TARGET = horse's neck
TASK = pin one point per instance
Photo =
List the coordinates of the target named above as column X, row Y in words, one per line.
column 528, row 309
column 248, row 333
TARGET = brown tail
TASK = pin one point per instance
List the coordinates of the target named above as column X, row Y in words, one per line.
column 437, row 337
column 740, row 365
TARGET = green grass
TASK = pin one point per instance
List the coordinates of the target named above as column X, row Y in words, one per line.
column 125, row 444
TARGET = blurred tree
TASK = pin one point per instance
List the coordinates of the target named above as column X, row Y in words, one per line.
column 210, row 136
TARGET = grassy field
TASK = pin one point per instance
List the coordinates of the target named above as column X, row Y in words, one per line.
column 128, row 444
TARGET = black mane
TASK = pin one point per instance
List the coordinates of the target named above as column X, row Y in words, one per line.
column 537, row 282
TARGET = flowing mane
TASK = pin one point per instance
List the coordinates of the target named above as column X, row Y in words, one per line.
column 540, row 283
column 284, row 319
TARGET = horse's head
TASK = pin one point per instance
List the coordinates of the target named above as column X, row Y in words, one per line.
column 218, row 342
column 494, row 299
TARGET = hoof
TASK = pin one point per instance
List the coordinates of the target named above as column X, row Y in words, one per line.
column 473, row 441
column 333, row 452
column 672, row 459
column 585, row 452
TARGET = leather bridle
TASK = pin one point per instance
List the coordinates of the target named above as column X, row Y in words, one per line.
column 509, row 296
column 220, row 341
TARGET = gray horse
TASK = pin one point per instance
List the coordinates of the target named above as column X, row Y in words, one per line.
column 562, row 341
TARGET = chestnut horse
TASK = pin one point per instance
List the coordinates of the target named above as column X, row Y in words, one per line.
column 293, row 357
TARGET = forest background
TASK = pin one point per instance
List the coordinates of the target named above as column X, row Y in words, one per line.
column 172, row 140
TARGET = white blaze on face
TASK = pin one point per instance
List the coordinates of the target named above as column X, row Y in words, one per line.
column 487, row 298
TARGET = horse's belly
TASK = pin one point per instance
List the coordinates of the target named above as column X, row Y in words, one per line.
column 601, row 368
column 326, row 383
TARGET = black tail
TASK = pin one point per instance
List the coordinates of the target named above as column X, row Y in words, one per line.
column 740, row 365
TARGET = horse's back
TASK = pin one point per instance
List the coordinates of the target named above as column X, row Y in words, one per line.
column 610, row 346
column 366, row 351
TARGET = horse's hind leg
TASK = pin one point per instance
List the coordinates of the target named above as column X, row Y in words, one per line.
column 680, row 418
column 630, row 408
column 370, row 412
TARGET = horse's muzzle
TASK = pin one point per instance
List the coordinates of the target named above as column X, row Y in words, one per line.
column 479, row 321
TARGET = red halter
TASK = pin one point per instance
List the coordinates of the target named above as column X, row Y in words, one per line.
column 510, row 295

----------------------------------------

### The problem
Arrange the lines of the records as a numbered list, starting with the line containing "TARGET = horse's hind leg" and going on through the line containing "column 370, row 412", with both of those lines included and any blank lines left out.

### Task answer
1. TARGET = horse's hind leg
2. TASK = pin one point per instance
3. List the coordinates of the target named above as column X, row Y in words, one per line.
4. column 680, row 418
5. column 630, row 408
6. column 370, row 412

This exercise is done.